** START OF INPUT FOR THIS TASK **

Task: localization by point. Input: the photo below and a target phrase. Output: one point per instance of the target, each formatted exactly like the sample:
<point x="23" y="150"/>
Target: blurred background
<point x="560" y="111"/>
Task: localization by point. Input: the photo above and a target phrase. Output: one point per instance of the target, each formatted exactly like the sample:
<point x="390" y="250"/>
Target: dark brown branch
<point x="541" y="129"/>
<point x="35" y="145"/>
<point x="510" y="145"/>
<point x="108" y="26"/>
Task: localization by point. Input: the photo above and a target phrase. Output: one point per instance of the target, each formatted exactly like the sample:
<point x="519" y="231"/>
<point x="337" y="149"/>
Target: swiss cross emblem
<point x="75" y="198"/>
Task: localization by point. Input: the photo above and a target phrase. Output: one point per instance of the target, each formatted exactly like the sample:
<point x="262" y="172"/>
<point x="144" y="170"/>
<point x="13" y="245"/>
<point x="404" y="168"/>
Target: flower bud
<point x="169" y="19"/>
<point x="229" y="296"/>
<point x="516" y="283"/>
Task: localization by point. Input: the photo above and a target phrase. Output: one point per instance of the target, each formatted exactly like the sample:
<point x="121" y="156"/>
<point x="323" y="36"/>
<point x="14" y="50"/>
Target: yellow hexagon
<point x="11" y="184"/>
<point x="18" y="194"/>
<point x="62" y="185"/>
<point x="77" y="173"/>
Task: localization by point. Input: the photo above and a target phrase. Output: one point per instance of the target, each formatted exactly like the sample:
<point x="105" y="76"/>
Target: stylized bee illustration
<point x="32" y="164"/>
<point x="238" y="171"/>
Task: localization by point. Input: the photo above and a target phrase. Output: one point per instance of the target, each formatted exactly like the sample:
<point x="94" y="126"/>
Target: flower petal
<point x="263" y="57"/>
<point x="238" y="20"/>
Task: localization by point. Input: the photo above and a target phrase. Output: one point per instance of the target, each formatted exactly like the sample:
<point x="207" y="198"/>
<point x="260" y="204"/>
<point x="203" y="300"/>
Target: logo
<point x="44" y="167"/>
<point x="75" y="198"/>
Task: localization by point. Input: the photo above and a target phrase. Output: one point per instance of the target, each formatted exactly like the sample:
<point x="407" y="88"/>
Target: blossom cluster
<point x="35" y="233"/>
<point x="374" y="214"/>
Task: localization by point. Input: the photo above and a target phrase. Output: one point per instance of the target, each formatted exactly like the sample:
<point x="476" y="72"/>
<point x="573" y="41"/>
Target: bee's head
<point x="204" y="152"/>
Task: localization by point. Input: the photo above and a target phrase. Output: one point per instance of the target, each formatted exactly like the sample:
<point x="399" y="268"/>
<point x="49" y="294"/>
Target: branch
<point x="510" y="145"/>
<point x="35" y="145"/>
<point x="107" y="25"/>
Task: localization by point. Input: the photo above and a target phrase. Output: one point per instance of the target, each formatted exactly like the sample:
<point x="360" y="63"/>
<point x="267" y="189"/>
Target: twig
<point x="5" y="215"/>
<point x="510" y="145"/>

** END OF INPUT FOR THIS TASK **

SHORT EXERCISE: Recopy the entries above in their entirety, exactly.

TASK RESULT:
Task: localization by point. Input: the photo below and a target phrase. Output: one point per instance of the target, each formatted exactly like the sample:
<point x="23" y="150"/>
Target: blurred background
<point x="560" y="111"/>
Task: localization by point. Input: the photo above and a target phrase. Output: one point per instance of the target, each formatted exactly like the sample:
<point x="390" y="250"/>
Target: dark brown branch
<point x="541" y="129"/>
<point x="35" y="145"/>
<point x="510" y="145"/>
<point x="108" y="26"/>
Task: localization by point. Input: the photo above and a target phrase. Output: one point per instance of the target, each formatted exactly like the sample:
<point x="519" y="231"/>
<point x="337" y="149"/>
Target: swiss cross emblem
<point x="75" y="198"/>
Task: localization by point. Input: the photo above and a target phrase. Output: one point per instance of the target, each formatted exactly like the sample:
<point x="262" y="172"/>
<point x="144" y="170"/>
<point x="13" y="245"/>
<point x="404" y="168"/>
Target: flower bud
<point x="169" y="19"/>
<point x="229" y="296"/>
<point x="516" y="283"/>
Task: localization by point. Input: the photo above and a target phrase. Output: one point per instance of the target, each formatted exactly like the sample:
<point x="121" y="156"/>
<point x="323" y="36"/>
<point x="14" y="50"/>
Target: yellow hexagon
<point x="11" y="184"/>
<point x="18" y="194"/>
<point x="62" y="185"/>
<point x="77" y="173"/>
Task: localization by point. Input: the photo above and a target phrase. Output: one point per instance of the target, each formatted exactly like the sample:
<point x="105" y="76"/>
Target: stylized bee illustration
<point x="32" y="164"/>
<point x="238" y="171"/>
Task: localization by point. Input: the photo above and a target phrase. Output: one point per instance of the target, each formatted exactly like the sample:
<point x="94" y="126"/>
Target: flower petal
<point x="263" y="57"/>
<point x="238" y="20"/>
Task: localization by point. Input: the photo above and a target phrase. Output: one point per instance of the target, each formatted exactly like the sample:
<point x="207" y="198"/>
<point x="260" y="204"/>
<point x="203" y="300"/>
Target: logo
<point x="44" y="167"/>
<point x="75" y="198"/>
Task: localization by point. Input: the photo above and a target phrase. Output: one point per instance of the target, each formatted exactly like the sample:
<point x="407" y="88"/>
Target: blossom cluster
<point x="35" y="233"/>
<point x="374" y="214"/>
Task: localization by point. Input: the photo above and a target phrase. Output: one point per instance of the target, each formatted exactly like the sample:
<point x="476" y="72"/>
<point x="573" y="41"/>
Target: bee's head
<point x="204" y="152"/>
Task: localization by point. Input: the photo above and a target phrase. Output: one point per instance of the target, each formatted exactly like the sample:
<point x="399" y="268"/>
<point x="49" y="294"/>
Target: branch
<point x="510" y="145"/>
<point x="35" y="145"/>
<point x="107" y="25"/>
Task: localization by point. Input: the photo above and a target phrase. Output: one point per instance of the target, each formatted exactly like the sample:
<point x="360" y="63"/>
<point x="267" y="189"/>
Target: twig
<point x="5" y="215"/>
<point x="510" y="145"/>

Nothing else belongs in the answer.